Extrait choisi:
CHAPITRE 6.- INTERPRÉTATION D'AUTRES APPROCHES
DE GESTION: ÉVALUATION, CONFRONTATION ET COMPARAISON AVEC LE «
MODÈLE » PROPOSÉ.
Ce sixième chapitre explique le cas d'un projet de
développement dans une ou plusieurs phases de son cycle de vie. Les
résultats présentés ici découlent d'une
enquête de terrain réalisée dans la province de
Québec. Nous avons pour la plupart rencontré des chefs de projet,
des environnementalistes, des citoyens et d'acteurs locaux, etc. Dans ce
chapitre, nous allons présenter la stratégie de l'entreprise
« promoteur » du projet considéré dans une perspective
de développement durable, surtout dans la gestion des processus
décisionnels.
À l'instar des modèles de gestion
exploités par les entreprises, nous examinerons celui adopté par
un promoteur de projet pour la gestion des parties prenantes écologiques
et sociales. Ce modèle de gestion adopté sera comparé avec
celui dont nous illustrons à cet effet. Ce cadre d'analyse de
développement durable envisagé porte sur le projet
hydroélectrique de l'Eastmain-1-A et dérivation Rupert dans le
Nord du Québec, dont une filiale d'Hydro-Québec est le
promoteur.

Consignes de travail:
A – D'après l'extrait choisi, sur quoi reposent les résultats présentés dans ce sixième chapitre, et qui a été rencontré pour les obtenir ? Répondez en une à trois phrases.
B – Pouvez-vous poursuivre l'extrait choisi sur le projet hydroélectrique de l'Eastmain-1-A et la dérivation Rupert, en reprenant juste après sa dernière phrase ?

Données disponibles:
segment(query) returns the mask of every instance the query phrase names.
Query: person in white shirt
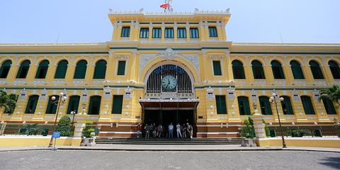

Corrigé des consignes:
A – Les résultats découlent d'une enquête de terrain réalisée dans la province de Québec. Les auteurs ont surtout rencontré des chefs de projet, des environnementalistes, des citoyens et des acteurs locaux.

B –
6.1.- Description sommaire du projet retenu
6.1.1.- Historique et contexte du projet
La Convention de la Baie- James et du Nord de Québec
(CBJNQ), signée en 1975, prévoyait la mise en place d'un certains
nombre d'aménagements hydroélectriques, notamment le projet
Nottaway-Broadback-Rupert (NBR). Ce projet, de très grande envergure et
pouvant comprendre jusqu'à six centrales hydroélectriques sur la
rivière Rupert, sept centrales sur la rivière Broadback et la
création de plusieurs réservoirs de grande dimension auraient eu
des impacts biophysiques et sociaux indéniables pour les
communautés actuelles de Mistissini, Waswanipi et Waskaganish. Avec la
signature de l'Entente concernant l'établissement d'une nouvelle
relation entre le gouvernement du Québec et les Cris en février
2002 (la Paix des Braves), ce projet est définitivement abandonné
avec la réalisation du projet de centrale de l'Eastmain-1-A et
dérivation Rupert. Le projet vise la
dérivation d'une partie du débit de la
rivière Rupert vers le bassin versant de La Grande Rivière, en
plus d'ajouter deux nouvelles centrales au parc d'équipement du
promoteur par la construction de la centrale de l'Eastmain-1-A et de la
Sarcelle. Le projet comprend également la construction d'ouvrages de
contrôle qui permettront de maintenir des débits
réservés écologiques dans la portion de la rivière
Rupert à débit réduit. La dérivation des eaux vers
le réservoir Eastmain-1 requiert la création de deux biefs, ce
qui entraînera un ennoiement de superficies terrestres.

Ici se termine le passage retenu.